[Start of EXERCISE MATERIALS]

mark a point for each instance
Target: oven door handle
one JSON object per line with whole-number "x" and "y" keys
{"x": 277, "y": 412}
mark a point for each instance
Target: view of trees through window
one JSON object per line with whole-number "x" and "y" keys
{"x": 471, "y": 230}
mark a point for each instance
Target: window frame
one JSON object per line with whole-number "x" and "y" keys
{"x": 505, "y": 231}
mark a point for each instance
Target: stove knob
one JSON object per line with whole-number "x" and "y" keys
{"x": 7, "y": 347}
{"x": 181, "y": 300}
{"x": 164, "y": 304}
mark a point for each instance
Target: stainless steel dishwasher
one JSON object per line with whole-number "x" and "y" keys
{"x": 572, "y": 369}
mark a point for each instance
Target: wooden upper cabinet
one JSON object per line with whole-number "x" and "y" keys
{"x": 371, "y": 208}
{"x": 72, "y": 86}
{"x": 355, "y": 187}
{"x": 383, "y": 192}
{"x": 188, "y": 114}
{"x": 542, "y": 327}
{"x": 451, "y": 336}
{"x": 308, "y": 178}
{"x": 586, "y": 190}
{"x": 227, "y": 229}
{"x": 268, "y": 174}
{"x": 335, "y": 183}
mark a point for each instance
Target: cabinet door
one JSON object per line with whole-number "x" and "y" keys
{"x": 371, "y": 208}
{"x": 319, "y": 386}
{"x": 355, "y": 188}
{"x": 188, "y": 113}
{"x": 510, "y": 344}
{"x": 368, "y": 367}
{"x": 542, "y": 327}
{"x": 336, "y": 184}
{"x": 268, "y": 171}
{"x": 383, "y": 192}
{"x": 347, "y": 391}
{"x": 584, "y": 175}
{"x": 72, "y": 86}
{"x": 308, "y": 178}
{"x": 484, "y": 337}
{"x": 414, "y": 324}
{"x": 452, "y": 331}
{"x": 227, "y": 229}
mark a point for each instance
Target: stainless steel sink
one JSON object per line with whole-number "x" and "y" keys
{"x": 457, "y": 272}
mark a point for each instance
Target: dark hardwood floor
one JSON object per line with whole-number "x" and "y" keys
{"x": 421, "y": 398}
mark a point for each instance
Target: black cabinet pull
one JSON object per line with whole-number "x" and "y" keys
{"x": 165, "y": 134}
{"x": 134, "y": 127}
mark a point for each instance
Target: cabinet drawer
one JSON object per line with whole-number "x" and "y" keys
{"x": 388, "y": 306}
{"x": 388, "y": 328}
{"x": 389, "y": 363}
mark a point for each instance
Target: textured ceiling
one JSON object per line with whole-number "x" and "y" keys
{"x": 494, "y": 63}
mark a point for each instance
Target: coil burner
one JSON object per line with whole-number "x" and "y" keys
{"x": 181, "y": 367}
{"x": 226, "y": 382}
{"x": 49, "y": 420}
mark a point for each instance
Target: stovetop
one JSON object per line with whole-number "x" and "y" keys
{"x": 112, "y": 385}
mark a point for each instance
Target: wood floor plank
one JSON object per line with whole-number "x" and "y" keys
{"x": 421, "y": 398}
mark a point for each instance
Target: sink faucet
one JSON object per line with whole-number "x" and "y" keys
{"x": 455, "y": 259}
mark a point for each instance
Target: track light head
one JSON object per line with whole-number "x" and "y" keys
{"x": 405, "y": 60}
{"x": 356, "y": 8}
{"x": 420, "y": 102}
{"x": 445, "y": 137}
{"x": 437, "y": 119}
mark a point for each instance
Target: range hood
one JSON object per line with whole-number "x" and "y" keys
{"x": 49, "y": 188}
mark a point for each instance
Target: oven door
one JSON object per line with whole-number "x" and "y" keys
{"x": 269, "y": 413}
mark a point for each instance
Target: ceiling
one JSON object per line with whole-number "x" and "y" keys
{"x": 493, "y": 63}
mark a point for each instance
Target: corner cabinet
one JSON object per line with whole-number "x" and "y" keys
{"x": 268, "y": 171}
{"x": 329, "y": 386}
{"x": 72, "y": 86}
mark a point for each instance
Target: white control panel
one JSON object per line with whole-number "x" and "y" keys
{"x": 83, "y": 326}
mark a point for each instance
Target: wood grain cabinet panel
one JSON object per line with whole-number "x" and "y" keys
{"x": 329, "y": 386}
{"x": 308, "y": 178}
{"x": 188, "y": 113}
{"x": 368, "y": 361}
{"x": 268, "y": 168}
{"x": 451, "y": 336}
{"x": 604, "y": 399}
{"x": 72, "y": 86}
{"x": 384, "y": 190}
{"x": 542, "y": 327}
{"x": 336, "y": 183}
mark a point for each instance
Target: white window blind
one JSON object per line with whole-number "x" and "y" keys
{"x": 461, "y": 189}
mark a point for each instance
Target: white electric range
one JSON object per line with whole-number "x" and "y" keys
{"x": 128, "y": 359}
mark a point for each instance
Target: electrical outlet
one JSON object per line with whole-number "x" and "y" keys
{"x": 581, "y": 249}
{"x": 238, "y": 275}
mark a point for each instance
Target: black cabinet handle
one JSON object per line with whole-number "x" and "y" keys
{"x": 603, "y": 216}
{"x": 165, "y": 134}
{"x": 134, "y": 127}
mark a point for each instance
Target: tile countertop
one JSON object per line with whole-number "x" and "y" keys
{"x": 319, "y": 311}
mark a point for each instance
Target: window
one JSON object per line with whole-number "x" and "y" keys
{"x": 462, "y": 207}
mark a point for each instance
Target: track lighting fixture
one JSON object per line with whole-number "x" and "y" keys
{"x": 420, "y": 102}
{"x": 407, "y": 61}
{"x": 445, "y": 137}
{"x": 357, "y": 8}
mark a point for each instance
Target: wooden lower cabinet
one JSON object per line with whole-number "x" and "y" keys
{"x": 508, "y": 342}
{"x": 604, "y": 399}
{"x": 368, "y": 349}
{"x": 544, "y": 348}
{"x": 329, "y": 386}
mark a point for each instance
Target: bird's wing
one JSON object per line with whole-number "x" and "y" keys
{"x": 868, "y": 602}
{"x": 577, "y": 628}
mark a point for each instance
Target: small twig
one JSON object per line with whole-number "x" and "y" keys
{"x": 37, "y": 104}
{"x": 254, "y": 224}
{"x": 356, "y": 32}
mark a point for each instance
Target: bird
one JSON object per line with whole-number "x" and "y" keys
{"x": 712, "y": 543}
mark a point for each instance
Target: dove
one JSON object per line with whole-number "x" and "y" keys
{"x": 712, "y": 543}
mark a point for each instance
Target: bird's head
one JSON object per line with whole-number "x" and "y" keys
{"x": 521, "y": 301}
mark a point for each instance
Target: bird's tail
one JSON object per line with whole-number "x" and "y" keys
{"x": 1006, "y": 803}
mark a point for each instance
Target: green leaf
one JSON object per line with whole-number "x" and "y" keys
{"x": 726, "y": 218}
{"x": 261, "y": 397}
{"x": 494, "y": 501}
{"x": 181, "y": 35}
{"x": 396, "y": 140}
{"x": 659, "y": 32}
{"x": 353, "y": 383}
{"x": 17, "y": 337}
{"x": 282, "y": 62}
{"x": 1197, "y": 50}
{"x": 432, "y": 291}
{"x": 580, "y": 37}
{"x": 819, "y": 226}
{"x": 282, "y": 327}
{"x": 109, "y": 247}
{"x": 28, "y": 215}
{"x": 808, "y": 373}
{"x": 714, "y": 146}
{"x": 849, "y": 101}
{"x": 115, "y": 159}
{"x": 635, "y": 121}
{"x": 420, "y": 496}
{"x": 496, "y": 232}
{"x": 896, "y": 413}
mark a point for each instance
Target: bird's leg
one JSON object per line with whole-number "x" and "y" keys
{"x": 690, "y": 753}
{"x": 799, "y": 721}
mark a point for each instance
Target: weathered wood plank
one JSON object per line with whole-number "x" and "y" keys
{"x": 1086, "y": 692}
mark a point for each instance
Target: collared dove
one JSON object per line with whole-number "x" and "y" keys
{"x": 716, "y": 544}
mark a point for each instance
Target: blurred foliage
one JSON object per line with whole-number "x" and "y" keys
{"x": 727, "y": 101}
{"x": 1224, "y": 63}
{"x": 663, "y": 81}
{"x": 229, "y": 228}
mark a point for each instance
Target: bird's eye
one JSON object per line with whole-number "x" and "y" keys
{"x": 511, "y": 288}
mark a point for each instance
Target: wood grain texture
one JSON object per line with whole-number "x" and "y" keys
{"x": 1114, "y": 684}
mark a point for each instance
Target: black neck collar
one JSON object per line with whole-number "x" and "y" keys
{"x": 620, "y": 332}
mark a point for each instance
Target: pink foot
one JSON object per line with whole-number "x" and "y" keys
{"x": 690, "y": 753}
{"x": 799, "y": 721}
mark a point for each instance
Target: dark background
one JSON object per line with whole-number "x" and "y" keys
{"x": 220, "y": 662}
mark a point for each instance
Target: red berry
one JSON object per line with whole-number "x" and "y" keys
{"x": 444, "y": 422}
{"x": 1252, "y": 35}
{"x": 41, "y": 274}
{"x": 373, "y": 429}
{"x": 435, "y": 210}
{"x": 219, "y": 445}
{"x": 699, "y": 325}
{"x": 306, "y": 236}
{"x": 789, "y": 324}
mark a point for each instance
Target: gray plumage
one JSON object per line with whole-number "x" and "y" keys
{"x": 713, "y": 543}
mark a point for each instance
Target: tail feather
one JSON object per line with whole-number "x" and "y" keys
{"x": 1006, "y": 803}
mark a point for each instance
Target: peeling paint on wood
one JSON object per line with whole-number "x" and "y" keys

[End of EXERCISE MATERIALS]

» TO BE DONE: Copy out every line in the rows above that contains the word "head".

» ANSWER FOR THE TASK:
Target: track light head
Target: bird's head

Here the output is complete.